— Start of Material for the task —

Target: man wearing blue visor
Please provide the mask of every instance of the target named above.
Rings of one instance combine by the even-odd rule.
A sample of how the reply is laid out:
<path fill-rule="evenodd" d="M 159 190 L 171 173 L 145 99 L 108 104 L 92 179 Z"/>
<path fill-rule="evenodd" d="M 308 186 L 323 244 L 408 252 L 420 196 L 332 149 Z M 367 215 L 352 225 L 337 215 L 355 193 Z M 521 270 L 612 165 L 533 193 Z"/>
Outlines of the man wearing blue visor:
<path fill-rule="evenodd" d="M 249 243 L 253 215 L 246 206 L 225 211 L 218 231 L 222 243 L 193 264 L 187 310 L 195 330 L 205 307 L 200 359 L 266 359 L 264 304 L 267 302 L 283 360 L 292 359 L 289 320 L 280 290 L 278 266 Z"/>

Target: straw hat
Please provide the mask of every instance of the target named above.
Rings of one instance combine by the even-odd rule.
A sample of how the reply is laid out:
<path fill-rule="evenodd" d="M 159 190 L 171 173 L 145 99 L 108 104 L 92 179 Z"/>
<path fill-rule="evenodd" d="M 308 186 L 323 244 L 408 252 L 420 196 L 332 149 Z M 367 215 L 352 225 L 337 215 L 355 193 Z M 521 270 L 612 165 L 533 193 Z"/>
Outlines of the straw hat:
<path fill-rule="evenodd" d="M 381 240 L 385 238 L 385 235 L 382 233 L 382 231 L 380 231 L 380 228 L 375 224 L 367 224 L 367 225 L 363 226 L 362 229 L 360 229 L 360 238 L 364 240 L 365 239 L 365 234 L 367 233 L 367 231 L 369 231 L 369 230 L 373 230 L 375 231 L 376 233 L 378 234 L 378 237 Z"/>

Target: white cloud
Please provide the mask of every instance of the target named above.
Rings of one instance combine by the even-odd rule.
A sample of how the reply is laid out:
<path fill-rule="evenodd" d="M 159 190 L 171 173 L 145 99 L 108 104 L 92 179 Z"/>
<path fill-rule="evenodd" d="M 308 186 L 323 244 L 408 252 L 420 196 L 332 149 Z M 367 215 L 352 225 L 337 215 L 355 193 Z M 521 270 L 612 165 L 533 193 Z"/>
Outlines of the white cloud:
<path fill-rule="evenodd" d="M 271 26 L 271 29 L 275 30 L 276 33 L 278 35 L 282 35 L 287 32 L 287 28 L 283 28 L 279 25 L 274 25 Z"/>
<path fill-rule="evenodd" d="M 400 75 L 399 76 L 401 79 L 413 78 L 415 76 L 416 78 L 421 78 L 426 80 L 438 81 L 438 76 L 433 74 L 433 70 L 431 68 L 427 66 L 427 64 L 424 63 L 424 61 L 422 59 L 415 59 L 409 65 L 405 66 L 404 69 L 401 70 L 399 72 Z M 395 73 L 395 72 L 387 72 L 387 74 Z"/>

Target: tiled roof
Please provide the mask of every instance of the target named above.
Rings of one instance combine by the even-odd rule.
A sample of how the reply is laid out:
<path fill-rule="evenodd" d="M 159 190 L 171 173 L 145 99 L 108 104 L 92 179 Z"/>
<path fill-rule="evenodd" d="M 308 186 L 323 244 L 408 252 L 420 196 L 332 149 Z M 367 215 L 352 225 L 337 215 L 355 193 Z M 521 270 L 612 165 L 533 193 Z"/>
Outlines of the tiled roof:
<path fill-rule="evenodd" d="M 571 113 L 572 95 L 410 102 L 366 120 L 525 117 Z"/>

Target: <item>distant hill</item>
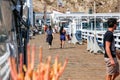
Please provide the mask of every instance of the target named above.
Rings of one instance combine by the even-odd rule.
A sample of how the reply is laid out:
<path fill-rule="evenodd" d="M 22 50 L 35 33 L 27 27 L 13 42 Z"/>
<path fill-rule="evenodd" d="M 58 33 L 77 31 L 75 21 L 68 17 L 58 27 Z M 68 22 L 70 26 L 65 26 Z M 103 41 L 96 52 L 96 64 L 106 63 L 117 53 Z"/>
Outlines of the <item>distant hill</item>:
<path fill-rule="evenodd" d="M 62 5 L 58 6 L 57 1 L 62 2 Z M 120 0 L 33 0 L 33 9 L 35 12 L 44 12 L 46 9 L 47 12 L 70 10 L 71 12 L 88 13 L 90 9 L 94 12 L 94 1 L 97 13 L 120 12 Z"/>

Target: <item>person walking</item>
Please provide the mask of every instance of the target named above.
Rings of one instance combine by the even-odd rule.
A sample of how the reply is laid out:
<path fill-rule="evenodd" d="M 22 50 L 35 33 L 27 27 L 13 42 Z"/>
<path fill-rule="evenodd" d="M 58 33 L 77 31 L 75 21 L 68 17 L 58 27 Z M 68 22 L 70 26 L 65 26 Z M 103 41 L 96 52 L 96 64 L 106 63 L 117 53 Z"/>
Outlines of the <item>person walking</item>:
<path fill-rule="evenodd" d="M 60 28 L 60 48 L 64 47 L 65 41 L 66 41 L 66 31 L 64 27 L 62 26 Z"/>
<path fill-rule="evenodd" d="M 120 56 L 120 52 L 115 48 L 115 41 L 113 32 L 117 27 L 117 19 L 109 18 L 107 21 L 108 30 L 104 34 L 104 60 L 106 64 L 106 80 L 115 80 L 119 75 L 119 64 L 117 56 Z"/>
<path fill-rule="evenodd" d="M 49 26 L 48 29 L 46 30 L 46 40 L 49 44 L 49 49 L 51 49 L 53 40 L 53 30 L 51 26 Z"/>

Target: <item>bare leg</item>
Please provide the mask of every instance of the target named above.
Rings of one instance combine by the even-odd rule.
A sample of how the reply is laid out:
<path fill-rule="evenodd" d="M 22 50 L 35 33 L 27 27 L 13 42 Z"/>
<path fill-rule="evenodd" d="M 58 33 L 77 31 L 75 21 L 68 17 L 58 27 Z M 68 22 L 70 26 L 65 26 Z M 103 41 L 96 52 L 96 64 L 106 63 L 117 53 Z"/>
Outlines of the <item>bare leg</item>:
<path fill-rule="evenodd" d="M 62 48 L 64 48 L 64 45 L 65 45 L 65 41 L 62 41 Z"/>
<path fill-rule="evenodd" d="M 106 75 L 106 80 L 112 80 L 112 75 Z"/>

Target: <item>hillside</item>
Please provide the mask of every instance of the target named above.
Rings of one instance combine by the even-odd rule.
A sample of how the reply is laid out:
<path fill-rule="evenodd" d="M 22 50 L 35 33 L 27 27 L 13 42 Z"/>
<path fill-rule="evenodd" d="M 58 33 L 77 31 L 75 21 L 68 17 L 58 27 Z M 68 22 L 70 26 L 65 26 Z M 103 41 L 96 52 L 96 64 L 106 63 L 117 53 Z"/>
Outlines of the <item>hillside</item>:
<path fill-rule="evenodd" d="M 57 1 L 62 1 L 62 6 L 58 6 Z M 94 11 L 94 1 L 97 13 L 120 12 L 120 0 L 33 0 L 33 9 L 35 12 L 44 12 L 46 9 L 47 12 L 70 10 L 87 13 L 90 9 Z"/>

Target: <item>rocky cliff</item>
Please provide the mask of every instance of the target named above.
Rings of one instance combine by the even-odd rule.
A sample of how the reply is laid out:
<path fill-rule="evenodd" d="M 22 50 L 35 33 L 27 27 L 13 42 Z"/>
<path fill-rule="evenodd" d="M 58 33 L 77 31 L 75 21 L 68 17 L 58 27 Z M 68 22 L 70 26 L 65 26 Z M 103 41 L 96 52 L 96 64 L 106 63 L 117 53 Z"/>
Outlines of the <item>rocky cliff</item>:
<path fill-rule="evenodd" d="M 33 0 L 33 8 L 35 12 L 120 12 L 120 0 Z"/>

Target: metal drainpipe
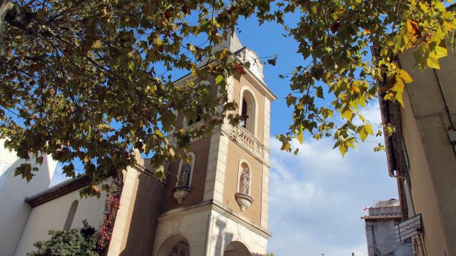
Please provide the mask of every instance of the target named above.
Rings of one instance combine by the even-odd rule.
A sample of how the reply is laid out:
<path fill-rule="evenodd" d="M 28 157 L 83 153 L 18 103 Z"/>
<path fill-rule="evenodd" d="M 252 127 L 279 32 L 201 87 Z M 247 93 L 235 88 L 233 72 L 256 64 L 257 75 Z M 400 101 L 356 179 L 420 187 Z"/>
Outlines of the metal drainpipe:
<path fill-rule="evenodd" d="M 435 79 L 437 80 L 437 84 L 439 85 L 440 95 L 442 95 L 442 98 L 443 99 L 443 103 L 445 104 L 445 109 L 447 112 L 448 119 L 450 119 L 450 124 L 451 124 L 451 129 L 447 131 L 448 137 L 450 139 L 450 142 L 452 143 L 453 144 L 453 152 L 455 153 L 455 154 L 456 154 L 456 129 L 455 128 L 455 124 L 453 124 L 453 122 L 451 119 L 451 114 L 450 114 L 450 109 L 448 108 L 447 99 L 445 97 L 445 94 L 443 93 L 443 90 L 442 90 L 442 85 L 440 85 L 440 80 L 439 80 L 439 76 L 437 75 L 437 71 L 435 71 L 435 68 L 432 68 L 432 71 L 434 71 L 434 75 L 435 75 Z"/>

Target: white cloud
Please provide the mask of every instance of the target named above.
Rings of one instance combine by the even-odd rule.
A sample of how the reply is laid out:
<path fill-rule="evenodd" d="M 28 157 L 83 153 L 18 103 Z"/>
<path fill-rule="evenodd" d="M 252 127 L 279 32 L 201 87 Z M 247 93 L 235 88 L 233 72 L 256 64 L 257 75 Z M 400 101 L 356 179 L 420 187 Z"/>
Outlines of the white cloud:
<path fill-rule="evenodd" d="M 364 110 L 374 123 L 378 106 Z M 383 138 L 376 140 L 382 141 Z M 367 255 L 363 208 L 397 198 L 384 152 L 373 143 L 342 158 L 330 139 L 306 142 L 294 156 L 271 141 L 269 250 L 278 256 Z"/>

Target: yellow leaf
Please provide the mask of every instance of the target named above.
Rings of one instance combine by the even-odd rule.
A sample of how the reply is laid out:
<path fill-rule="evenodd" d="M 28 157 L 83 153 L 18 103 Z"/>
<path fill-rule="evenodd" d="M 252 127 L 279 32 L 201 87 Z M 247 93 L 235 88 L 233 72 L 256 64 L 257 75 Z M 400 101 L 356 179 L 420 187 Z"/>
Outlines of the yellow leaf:
<path fill-rule="evenodd" d="M 101 40 L 95 40 L 92 43 L 92 49 L 100 49 L 101 48 Z"/>
<path fill-rule="evenodd" d="M 298 132 L 298 142 L 302 144 L 303 140 L 304 140 L 304 135 L 303 135 L 302 130 L 301 130 L 299 131 L 299 132 Z"/>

— End of Material for the task —

**Task objective**
Put the lines into a numbered list, starting at the line that contains "Target: <item>person walking</item>" and ending after the line that contains "49 26 L 48 29". Include only these lines and skip any blank ones.

**Worked solution**
1. Target: <item>person walking</item>
2. Please provide the mask of every instance of the target named above.
3. Rings of one instance combine by the even-odd rule.
4. A sample of how the reply is laid out:
5. <path fill-rule="evenodd" d="M 22 50 L 35 33 L 27 27 L 13 42 Z"/>
6. <path fill-rule="evenodd" d="M 58 33 L 77 31 L 75 21 L 68 17 L 58 27 Z M 68 22 L 70 26 L 65 26 Z M 103 41 L 96 52 L 96 64 L 106 63 L 117 53 Z"/>
7. Outlines of the <item>person walking</item>:
8. <path fill-rule="evenodd" d="M 60 28 L 60 48 L 64 47 L 65 41 L 66 41 L 66 31 L 64 27 L 62 26 Z"/>
9. <path fill-rule="evenodd" d="M 120 56 L 120 52 L 115 48 L 115 41 L 113 32 L 117 27 L 117 19 L 109 18 L 107 21 L 108 30 L 104 34 L 104 60 L 106 64 L 106 80 L 115 80 L 119 75 L 119 64 L 117 56 Z"/>
10. <path fill-rule="evenodd" d="M 49 26 L 48 29 L 46 30 L 46 40 L 49 44 L 49 49 L 51 49 L 53 40 L 53 30 L 51 26 Z"/>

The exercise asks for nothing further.